=== Exercise directions ===
In the records that follow, find each line with the word "roof" and copy it.

╔══

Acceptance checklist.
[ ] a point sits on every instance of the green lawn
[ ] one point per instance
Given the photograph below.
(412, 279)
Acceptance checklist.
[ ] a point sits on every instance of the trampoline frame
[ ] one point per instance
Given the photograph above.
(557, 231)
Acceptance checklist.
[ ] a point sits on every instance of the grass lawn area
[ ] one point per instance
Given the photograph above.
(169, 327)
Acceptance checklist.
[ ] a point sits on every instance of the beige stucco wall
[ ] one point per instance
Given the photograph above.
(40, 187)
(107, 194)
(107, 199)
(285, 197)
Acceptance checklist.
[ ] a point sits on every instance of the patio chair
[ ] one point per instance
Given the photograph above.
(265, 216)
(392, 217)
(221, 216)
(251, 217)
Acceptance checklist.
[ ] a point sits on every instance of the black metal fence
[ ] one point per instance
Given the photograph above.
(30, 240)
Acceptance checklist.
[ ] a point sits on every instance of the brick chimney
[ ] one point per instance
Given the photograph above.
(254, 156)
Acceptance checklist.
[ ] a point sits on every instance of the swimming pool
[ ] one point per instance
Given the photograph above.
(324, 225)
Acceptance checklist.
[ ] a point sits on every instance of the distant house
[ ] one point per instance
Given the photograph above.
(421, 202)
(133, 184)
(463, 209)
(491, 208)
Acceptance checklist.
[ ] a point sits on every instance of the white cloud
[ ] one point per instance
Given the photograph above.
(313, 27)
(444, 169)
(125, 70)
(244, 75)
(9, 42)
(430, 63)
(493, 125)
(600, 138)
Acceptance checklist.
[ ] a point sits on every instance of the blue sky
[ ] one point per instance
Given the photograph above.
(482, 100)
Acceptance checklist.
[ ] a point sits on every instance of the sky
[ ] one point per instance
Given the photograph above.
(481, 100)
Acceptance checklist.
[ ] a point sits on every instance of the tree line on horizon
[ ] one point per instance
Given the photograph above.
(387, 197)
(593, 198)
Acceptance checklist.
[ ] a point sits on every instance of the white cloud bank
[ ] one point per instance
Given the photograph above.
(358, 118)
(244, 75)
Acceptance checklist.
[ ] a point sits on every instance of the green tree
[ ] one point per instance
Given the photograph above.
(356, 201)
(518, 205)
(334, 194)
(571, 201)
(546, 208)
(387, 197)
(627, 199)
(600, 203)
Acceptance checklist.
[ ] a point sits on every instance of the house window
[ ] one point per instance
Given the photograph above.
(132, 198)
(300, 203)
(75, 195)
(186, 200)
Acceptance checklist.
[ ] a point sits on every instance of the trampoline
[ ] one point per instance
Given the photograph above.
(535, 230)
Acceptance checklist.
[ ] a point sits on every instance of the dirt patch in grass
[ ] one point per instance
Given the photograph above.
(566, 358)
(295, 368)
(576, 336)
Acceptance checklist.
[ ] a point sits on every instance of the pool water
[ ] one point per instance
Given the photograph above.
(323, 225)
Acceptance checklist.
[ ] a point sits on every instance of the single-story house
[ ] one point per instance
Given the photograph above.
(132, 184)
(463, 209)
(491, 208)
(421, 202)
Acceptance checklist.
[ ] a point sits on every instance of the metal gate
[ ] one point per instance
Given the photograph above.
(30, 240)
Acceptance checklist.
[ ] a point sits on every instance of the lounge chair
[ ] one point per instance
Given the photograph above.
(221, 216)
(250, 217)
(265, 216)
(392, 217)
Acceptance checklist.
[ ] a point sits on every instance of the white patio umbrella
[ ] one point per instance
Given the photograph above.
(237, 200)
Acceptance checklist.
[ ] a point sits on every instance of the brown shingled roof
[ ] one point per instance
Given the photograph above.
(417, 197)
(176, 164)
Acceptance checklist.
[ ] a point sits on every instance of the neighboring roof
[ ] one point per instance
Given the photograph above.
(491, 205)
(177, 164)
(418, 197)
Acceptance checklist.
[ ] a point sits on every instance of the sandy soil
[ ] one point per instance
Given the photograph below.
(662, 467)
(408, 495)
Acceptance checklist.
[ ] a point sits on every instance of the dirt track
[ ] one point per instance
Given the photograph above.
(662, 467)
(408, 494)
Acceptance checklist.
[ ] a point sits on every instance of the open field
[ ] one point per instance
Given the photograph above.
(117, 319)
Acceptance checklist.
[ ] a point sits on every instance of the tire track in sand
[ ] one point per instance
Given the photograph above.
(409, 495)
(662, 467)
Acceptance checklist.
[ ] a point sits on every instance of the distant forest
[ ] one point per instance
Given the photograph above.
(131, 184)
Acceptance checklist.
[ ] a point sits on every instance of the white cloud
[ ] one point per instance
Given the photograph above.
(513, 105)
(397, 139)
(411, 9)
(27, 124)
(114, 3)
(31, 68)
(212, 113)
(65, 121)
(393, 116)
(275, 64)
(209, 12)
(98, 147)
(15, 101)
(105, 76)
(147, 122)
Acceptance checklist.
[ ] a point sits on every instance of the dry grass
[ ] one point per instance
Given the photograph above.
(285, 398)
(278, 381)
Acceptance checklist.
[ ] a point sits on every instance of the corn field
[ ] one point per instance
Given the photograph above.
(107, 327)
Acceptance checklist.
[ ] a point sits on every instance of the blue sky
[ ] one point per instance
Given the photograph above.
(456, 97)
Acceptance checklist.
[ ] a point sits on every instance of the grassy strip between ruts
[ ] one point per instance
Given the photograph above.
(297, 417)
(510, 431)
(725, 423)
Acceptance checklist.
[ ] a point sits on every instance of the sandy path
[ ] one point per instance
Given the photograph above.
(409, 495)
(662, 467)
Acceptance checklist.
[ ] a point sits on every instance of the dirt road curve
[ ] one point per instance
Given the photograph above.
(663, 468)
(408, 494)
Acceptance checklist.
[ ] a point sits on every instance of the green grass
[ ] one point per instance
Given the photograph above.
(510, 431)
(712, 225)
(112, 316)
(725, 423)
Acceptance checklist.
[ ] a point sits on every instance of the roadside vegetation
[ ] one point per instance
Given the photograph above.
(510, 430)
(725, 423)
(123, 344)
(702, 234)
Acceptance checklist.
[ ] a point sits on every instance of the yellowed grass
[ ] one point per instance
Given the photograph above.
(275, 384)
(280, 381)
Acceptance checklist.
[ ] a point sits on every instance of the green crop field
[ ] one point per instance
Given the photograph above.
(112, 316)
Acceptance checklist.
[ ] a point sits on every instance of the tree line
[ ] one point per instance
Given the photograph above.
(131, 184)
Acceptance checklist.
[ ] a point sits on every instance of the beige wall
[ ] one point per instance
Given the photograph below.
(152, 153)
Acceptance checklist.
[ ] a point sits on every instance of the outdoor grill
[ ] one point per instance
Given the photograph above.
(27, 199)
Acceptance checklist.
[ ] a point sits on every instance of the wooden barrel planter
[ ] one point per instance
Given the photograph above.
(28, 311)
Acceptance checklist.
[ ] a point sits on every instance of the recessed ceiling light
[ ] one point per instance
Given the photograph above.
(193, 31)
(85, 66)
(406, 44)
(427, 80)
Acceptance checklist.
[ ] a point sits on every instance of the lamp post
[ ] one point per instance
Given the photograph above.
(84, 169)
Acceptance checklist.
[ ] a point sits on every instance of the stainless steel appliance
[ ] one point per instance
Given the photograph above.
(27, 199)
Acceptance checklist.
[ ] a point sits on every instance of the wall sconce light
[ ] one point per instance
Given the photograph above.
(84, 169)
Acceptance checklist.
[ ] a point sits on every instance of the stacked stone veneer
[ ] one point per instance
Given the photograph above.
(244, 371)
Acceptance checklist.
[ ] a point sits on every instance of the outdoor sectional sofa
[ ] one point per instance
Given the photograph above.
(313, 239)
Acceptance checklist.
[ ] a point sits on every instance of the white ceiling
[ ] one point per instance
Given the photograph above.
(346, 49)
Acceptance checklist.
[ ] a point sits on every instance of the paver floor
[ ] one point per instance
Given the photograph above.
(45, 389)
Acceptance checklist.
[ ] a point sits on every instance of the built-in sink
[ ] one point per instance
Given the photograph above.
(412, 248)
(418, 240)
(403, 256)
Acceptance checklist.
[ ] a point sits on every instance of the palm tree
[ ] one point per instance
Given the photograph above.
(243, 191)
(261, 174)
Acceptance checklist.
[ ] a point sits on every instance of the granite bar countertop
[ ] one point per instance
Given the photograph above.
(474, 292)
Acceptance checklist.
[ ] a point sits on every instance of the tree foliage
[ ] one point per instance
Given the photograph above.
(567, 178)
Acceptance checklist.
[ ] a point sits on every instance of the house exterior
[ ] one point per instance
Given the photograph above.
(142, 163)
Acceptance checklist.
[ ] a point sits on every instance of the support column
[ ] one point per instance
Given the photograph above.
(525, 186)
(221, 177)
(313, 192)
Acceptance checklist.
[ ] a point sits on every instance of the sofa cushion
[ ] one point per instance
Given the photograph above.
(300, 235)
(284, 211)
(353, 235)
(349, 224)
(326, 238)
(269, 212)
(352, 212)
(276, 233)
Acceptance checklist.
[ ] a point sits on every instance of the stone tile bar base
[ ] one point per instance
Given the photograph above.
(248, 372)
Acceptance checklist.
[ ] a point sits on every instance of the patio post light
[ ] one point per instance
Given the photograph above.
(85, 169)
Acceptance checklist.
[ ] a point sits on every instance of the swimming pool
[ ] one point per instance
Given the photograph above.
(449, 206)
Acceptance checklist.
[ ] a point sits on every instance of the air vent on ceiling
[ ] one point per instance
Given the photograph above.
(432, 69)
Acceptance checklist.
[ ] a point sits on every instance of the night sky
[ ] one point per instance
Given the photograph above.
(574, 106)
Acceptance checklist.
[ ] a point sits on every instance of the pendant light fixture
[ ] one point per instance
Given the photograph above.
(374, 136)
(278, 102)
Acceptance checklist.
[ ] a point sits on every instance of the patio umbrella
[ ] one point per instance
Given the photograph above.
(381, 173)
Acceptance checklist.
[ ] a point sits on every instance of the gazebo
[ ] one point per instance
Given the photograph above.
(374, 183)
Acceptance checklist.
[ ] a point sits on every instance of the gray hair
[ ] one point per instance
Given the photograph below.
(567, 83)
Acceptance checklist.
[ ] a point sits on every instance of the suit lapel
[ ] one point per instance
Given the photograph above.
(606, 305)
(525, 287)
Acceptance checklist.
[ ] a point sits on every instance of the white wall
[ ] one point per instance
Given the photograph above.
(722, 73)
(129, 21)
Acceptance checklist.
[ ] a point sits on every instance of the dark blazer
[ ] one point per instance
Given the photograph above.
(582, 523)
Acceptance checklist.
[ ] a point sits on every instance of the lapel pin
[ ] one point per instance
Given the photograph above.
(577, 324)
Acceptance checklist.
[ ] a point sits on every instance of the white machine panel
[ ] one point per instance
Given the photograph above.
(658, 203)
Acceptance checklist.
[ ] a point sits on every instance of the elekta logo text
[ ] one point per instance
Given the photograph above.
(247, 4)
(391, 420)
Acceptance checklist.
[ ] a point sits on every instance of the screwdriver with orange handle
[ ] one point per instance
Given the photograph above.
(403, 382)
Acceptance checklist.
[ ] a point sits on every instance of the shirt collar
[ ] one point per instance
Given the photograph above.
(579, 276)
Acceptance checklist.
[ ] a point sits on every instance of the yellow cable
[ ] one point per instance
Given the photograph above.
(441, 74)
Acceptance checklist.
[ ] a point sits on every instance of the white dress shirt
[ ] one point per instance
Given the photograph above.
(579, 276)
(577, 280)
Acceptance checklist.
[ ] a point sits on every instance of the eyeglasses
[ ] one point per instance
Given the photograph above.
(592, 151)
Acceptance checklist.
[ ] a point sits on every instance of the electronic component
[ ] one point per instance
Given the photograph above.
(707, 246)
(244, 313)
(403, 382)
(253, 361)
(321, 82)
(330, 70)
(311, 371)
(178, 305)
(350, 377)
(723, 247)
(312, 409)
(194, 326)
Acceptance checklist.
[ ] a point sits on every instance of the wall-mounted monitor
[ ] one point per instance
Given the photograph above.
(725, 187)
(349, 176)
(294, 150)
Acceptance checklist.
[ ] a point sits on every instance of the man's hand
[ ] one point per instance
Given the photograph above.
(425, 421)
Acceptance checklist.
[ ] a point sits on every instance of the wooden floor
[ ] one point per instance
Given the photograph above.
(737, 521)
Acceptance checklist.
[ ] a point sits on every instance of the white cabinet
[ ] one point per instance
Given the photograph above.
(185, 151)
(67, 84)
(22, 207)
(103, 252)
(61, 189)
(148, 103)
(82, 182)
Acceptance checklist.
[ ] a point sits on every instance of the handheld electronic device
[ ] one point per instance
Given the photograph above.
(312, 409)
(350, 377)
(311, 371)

╚══

=== Written response ===
[ ] a point sits on every instance of the brown shingled roof
[ ] a point sits on every instance of the neighboring roof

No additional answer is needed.